### SUPPLIED MATERIAL
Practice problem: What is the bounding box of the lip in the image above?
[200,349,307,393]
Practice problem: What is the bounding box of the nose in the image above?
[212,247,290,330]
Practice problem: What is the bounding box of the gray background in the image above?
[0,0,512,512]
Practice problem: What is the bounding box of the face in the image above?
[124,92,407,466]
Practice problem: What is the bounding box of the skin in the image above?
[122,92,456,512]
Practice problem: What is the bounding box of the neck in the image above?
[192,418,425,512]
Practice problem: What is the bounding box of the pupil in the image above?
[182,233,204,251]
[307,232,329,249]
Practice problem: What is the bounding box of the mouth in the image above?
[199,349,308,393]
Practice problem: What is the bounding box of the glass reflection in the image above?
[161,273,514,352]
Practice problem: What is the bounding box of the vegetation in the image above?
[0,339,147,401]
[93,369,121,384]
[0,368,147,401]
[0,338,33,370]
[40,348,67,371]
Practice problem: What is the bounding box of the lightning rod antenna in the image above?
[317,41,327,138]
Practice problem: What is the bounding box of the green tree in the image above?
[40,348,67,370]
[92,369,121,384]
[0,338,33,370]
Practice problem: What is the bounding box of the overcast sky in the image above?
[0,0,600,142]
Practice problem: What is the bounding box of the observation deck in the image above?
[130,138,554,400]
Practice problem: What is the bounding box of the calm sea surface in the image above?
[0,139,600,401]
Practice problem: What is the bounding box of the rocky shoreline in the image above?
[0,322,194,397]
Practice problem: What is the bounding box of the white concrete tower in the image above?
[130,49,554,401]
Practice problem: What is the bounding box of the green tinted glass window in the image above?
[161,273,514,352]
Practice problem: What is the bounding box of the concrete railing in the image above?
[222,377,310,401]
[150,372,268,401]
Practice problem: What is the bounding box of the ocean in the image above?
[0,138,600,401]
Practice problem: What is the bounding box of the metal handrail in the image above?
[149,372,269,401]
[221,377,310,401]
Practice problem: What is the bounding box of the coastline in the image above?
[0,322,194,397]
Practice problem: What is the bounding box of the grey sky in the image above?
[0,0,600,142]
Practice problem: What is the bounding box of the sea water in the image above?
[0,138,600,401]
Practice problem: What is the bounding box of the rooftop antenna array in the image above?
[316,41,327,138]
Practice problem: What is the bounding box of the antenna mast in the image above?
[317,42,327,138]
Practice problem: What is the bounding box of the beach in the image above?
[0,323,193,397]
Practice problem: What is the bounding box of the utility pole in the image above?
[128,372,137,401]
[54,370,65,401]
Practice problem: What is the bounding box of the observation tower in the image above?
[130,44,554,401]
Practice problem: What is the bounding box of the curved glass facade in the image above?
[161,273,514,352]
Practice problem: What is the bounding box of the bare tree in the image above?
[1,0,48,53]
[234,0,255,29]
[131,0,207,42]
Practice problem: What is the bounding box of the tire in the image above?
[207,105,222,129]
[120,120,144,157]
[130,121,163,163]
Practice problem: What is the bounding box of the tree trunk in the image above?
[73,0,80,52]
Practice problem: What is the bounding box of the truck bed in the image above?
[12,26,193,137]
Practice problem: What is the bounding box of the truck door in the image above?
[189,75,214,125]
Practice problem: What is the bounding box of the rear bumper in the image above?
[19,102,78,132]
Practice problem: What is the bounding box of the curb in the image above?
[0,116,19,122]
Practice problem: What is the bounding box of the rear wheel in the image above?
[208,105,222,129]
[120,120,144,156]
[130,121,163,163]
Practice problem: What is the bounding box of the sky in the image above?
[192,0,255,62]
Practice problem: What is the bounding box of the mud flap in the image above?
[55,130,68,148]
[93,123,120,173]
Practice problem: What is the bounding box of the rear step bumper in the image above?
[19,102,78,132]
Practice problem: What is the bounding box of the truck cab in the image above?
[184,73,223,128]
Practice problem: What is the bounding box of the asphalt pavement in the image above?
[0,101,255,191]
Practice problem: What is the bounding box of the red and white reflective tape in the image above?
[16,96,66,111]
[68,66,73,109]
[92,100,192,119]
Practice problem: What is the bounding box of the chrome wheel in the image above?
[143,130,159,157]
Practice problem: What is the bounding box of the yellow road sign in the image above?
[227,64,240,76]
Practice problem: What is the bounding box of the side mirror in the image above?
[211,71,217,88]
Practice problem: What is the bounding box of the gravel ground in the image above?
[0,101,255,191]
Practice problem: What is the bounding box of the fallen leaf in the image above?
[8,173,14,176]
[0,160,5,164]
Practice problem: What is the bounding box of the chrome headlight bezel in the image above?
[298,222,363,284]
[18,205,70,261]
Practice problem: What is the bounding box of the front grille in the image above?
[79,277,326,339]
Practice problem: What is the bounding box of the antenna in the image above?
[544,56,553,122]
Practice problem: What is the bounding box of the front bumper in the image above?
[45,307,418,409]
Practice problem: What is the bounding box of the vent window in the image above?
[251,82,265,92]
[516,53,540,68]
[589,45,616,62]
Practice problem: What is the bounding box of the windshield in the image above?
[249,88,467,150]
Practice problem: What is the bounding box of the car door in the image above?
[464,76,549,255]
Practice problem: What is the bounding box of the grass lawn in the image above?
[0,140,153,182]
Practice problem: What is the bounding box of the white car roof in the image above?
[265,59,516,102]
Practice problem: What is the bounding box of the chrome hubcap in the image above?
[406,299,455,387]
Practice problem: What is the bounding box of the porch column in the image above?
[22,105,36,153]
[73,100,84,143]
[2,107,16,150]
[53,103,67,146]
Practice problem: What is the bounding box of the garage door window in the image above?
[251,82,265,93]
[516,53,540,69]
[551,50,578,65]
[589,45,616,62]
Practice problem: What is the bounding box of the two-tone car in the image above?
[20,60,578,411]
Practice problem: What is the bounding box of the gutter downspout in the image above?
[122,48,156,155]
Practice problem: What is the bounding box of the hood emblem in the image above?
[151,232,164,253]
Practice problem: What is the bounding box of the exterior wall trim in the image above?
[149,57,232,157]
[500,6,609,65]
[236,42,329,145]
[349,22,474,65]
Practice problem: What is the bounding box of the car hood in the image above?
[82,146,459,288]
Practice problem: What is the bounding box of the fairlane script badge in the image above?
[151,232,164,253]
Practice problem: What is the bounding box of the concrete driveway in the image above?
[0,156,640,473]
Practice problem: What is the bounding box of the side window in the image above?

### PROBLEM
Format all of the data above as a JSON list of strings, with one string per line and no blank lines.

### ANSWER TO THIS EXERCISE
[
  "Practice problem: What is the bounding box of the lip in the image above?",
  "[200,349,307,393]",
  "Practice problem: What is the bounding box of the nose in the image above?",
  "[212,247,290,330]",
  "Practice problem: What is the bounding box of the gray background in the image above?",
  "[0,0,512,512]",
  "Practice problem: What is the bounding box of the face in the image above?",
  "[124,92,407,466]",
  "Practice problem: What is the bounding box of the skin in the image above?",
  "[122,92,456,512]",
  "Practice problem: What is the bounding box of the neck in the image above?",
  "[192,418,425,512]",
  "Practice problem: What is the bounding box of the pupil in the image above?",
  "[182,233,204,251]",
  "[307,232,329,249]",
  "Practice problem: What is the bounding box of the mouth in the image above?",
  "[199,349,308,393]",
  "Practice problem: What is the bounding box of the glass reflection in the image above?",
  "[161,273,514,352]",
  "Practice problem: What is the bounding box of the vegetation in the image above?",
  "[0,339,147,401]",
  "[93,369,121,384]",
  "[0,368,147,401]",
  "[0,338,33,370]",
  "[40,348,67,371]",
  "Practice problem: What is the bounding box of the lightning rod antenna in the image above?",
  "[317,41,327,138]",
  "Practice problem: What is the bounding box of the green tree in the image above?",
  "[40,348,67,370]",
  "[92,369,121,384]",
  "[0,338,33,370]",
  "Practice problem: What is the bounding box of the overcast sky in the image above?",
  "[0,0,600,142]",
  "Practice problem: What is the bounding box of the observation deck in the image above?",
  "[130,138,554,400]",
  "Practice problem: What is the bounding box of the calm sea surface in the image above?",
  "[0,139,600,401]",
  "Practice problem: What is the bounding box of the rocky shoreline in the image above?",
  "[0,322,194,397]",
  "Practice problem: What is the bounding box of the white concrete tower in the image above?",
  "[130,49,554,401]",
  "Practice problem: What is the bounding box of the green tinted glass window in the image above?",
  "[161,273,514,352]",
  "Practice problem: What is the bounding box of the concrete railing in the image above?",
  "[222,377,310,401]",
  "[150,372,268,401]",
  "Practice problem: What is the bounding box of the ocean in the image above?",
  "[0,138,600,401]",
  "Practice problem: What is the bounding box of the metal handrail in the image above?",
  "[149,372,269,401]",
  "[221,377,310,401]",
  "Practice problem: What is the bounding box of the coastline in the image above?",
  "[0,322,194,397]",
  "Practice problem: What is the bounding box of the grey sky in the image above?",
  "[0,0,600,142]",
  "Practice problem: What is the bounding box of the sea water in the image above?",
  "[0,138,600,401]",
  "Practice problem: What is the bounding box of the rooftop antenna array in the image above?",
  "[316,41,327,138]",
  "Practice problem: What is the bounding box of the antenna mast in the image above?",
  "[317,42,327,138]",
  "Practice problem: What is the bounding box of the beach in the image above?",
  "[0,323,193,397]",
  "Practice problem: What is the bounding box of the utility pole in the image above?",
  "[128,372,137,401]",
  "[54,370,65,401]",
  "Practice problem: What is the bounding box of the observation tower in the image above?",
  "[130,44,554,401]",
  "Practice problem: What is the bounding box of the curved glass facade in the image above?",
  "[161,273,514,352]",
  "Practice problem: What is the bounding box of the bare tree in the image above?",
  "[1,0,48,53]",
  "[234,0,255,29]",
  "[131,0,207,42]",
  "Practice problem: What is the bounding box of the tire in the image above?",
  "[207,105,222,129]",
  "[120,120,144,157]",
  "[130,121,163,163]",
  "Practice problem: What is the bounding box of the tree trunk in the image above?",
  "[73,0,80,52]",
  "Practice problem: What is the bounding box of the truck bed in the image above?",
  "[12,26,193,137]",
  "Practice problem: What is the bounding box of the truck door in the image above?",
  "[189,75,214,125]",
  "Practice problem: What is the bounding box of the rear bumper in the image above?",
  "[19,102,78,132]",
  "Practice problem: What is the bounding box of the curb in the image above?",
  "[0,116,19,122]",
  "Practice problem: What is the bounding box of the rear wheel in the image above?",
  "[208,105,222,129]",
  "[120,120,144,156]",
  "[130,121,163,163]",
  "Practice problem: What is the bounding box of the sky in the image above?",
  "[192,0,255,62]",
  "Practice problem: What is the bounding box of the mud flap in the image above?",
  "[55,130,68,148]",
  "[93,123,120,173]",
  "Practice problem: What is the bounding box of the rear step bumper in the image above?",
  "[19,102,78,132]",
  "Practice problem: What is the bounding box of the truck cab in the image above?",
  "[184,73,223,128]",
  "Practice problem: What is the bounding box of the asphalt pavement in the image above?",
  "[0,101,255,191]",
  "Practice problem: What is the bounding box of the red and white reflective tape in the image above?",
  "[16,96,66,111]",
  "[68,66,73,109]",
  "[92,100,192,119]",
  "Practice problem: What is the bounding box of the chrome wheel in the image above?",
  "[143,130,159,157]",
  "Practice problem: What is the bounding box of the yellow road sign in the image above?",
  "[227,64,240,76]",
  "Practice problem: What is the bounding box of the side mirror in the image above?",
  "[211,71,217,88]",
  "Practice problem: What is the bounding box of the gravel ground in the image above?",
  "[0,101,255,191]",
  "Practice problem: What is the bounding box of the fallen leaf in the image above?",
  "[8,173,14,176]",
  "[0,160,5,164]",
  "Practice problem: What is the bounding box of the chrome headlight bezel in the image above?",
  "[298,222,363,284]",
  "[18,205,70,261]",
  "Practice problem: What is the bounding box of the front grille in the image above?",
  "[79,277,326,339]",
  "Practice problem: What is the bounding box of the antenna in the image above?",
  "[544,56,553,122]",
  "Practice problem: What is the bounding box of the front bumper in the image above?",
  "[45,307,418,409]",
  "Practice problem: What is the bounding box of the vent window in the image above?",
  "[251,82,265,92]",
  "[516,53,540,68]",
  "[589,45,616,62]",
  "Practice problem: What is the bounding box of the windshield in the image above?",
  "[249,88,467,150]",
  "Practice problem: What is the bounding box of the car door in the image above?",
  "[464,76,549,255]",
  "Practice problem: What is the bounding box of the grass lawn in the image above?",
  "[0,140,153,182]",
  "Practice problem: What is the bounding box of the white car roof in the image above?",
  "[265,59,516,102]",
  "Practice problem: What is the bounding box of the chrome hubcap in the image above?",
  "[406,299,455,387]",
  "Practice problem: What is the bounding box of the porch column in the image above?",
  "[22,105,36,153]",
  "[73,100,84,143]",
  "[2,107,16,150]",
  "[53,103,67,146]",
  "Practice problem: What is the bounding box of the garage door window in the image above?",
  "[251,82,265,93]",
  "[516,53,540,69]",
  "[551,50,578,65]",
  "[589,45,616,62]",
  "Practice problem: What is the bounding box of the two-tone car in the image above?",
  "[20,60,578,411]",
  "Practice problem: What is the bounding box of the gutter downspout in the image above?",
  "[122,48,156,155]",
  "Practice problem: What is the bounding box of the hood emblem in the image above?",
  "[151,232,164,253]",
  "Practice problem: What is the bounding box of the exterior wall trim in the image above?",
  "[149,57,232,157]",
  "[500,6,609,65]",
  "[236,42,329,145]",
  "[349,22,474,65]",
  "Practice problem: What is the bounding box of the car hood in the image above?",
  "[82,146,459,288]",
  "Practice problem: What is the bounding box of the fairlane script badge in the image above?",
  "[151,232,164,253]",
  "Practice problem: What is the bounding box of the concrete driveway in the image above?",
  "[0,156,640,473]",
  "Practice problem: What is the bounding box of the side window in the image above?"
]